::: Provided passage

Company results are giving investors plenty to think about, while data indicates a weakening economy. Our head of markets talks through latest developments.
Mixed company earnings and softening economic data are keeping a lid on sentiment, as investors ponder the timing and depth of a potential recession.
Disappointing Tesla Inc (NASDAQ:TSLA) earnings dragged on a Nasdaq index which has otherwise been the star of the show in US markets this year. Profit margins at the electric vehicle maker are under pressure as car prices have been cut, and a net income decline of over 20% from the previous year sent the shares sharply lower.
Indeed, margin erosion in the face of higher inflation has been a developing theme in the earnings season so far. The lack of concrete forecasts from corporates has been another concern, and a general earnings decline is still expected.

::::::
::: Record extracts

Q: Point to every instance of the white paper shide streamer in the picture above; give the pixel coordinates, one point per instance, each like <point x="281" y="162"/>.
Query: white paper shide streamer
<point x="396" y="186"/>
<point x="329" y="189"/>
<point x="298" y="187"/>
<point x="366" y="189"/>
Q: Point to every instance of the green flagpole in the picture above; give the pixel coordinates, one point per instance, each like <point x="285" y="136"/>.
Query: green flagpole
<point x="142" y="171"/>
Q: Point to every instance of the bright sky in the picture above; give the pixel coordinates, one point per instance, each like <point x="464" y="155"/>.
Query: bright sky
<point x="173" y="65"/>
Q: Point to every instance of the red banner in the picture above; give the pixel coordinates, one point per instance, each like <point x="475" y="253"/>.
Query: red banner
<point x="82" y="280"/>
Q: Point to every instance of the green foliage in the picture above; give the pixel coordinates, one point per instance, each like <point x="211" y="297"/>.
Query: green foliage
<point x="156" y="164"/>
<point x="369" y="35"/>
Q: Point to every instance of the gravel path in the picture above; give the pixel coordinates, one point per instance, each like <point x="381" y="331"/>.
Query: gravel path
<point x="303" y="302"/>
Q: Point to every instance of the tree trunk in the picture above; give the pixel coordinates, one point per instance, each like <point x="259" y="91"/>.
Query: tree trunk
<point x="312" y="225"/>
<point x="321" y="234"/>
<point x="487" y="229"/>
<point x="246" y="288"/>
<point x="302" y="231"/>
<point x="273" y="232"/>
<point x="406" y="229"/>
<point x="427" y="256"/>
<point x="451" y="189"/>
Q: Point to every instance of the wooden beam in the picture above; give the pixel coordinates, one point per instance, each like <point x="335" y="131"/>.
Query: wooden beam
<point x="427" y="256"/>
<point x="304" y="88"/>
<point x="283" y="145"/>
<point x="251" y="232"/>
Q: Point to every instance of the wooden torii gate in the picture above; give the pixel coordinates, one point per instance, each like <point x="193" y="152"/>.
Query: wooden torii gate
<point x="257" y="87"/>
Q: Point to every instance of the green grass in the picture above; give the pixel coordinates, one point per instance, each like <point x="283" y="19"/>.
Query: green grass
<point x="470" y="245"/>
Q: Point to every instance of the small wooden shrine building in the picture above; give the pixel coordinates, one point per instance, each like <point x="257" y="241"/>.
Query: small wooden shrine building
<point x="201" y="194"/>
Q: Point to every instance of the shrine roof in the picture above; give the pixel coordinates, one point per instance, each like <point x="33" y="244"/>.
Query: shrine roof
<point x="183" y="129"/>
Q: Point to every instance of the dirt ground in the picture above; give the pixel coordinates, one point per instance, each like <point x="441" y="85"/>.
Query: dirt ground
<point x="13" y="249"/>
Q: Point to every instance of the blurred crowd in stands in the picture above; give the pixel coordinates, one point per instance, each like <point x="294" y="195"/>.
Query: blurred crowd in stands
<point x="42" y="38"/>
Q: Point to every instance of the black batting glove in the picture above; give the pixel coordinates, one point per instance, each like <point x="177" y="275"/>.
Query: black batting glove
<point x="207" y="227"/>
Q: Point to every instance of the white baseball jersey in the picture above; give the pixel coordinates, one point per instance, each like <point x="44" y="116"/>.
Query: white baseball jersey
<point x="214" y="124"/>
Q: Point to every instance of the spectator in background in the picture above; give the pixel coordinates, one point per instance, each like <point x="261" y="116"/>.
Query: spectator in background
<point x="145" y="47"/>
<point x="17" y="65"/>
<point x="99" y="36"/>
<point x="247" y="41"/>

::::::

• What you will do:
1: In the records, rewrite the lines from the one containing "Q: Point to every instance of the green grass" through the end of the records, swapping "dirt ground" for "bare earth" and leaving everything else unchanged.
2: Write the next part of the market commentary on company earnings and economic data, picking up where it stops.

• The replies:
1:
Q: Point to every instance of the green grass in the picture above; give the pixel coordinates, one point per instance, each like <point x="283" y="19"/>.
Query: green grass
<point x="470" y="245"/>
Q: Point to every instance of the small wooden shrine building in the picture above; give the pixel coordinates, one point per instance, each like <point x="257" y="241"/>.
Query: small wooden shrine building
<point x="201" y="194"/>
Q: Point to every instance of the shrine roof in the picture above; give the pixel coordinates, one point per instance, each like <point x="33" y="244"/>.
Query: shrine roof
<point x="183" y="129"/>
Q: Point to every instance of the bare earth in the picture above; give the pixel coordinates, one point per instance, each like <point x="441" y="85"/>.
Query: bare earth
<point x="13" y="249"/>
Q: Point to every instance of the blurred crowd in stands in the picture above; give the pixel coordinates, one point per instance, each like <point x="294" y="195"/>.
Query: blurred crowd in stands
<point x="42" y="38"/>
Q: Point to every instance of the black batting glove in the picture above; give the pixel coordinates, one point per instance, each like <point x="177" y="275"/>.
Query: black batting glove
<point x="207" y="227"/>
Q: Point to every instance of the white baseball jersey in the picture above; give the pixel coordinates, one point per instance, each like <point x="44" y="116"/>.
Query: white baseball jersey
<point x="214" y="124"/>
Q: Point to every instance of the spectator in background in the picture above; give the pixel coordinates, one point per instance, each like <point x="261" y="116"/>.
Query: spectator in background
<point x="145" y="47"/>
<point x="17" y="65"/>
<point x="99" y="36"/>
<point x="247" y="41"/>

2:
Against extremely low expectations, most companies have beaten earnings estimates, although next week will provide another acid test. A whole raft of earnings are expected from the likes of Amazon.com Inc (NASDAQ:AMZN), Alphabet Inc Class A (NASDAQ:GOOGL), Meta Platforms Inc Class A (NASDAQ:META), Microsoft Corp (NASDAQ:MSFT), McDonald's Corp (NYSE:MCD), General Motors Co (NYSE:GM), Exxon Mobil Corp (NYSE:XOM) and Chevron Corp (NYSE:CVX).
The oil majors will be able to update on the current state of trading, with the oil price having been under pressure on the back of weakening demand and down by 5.7% in the year to date.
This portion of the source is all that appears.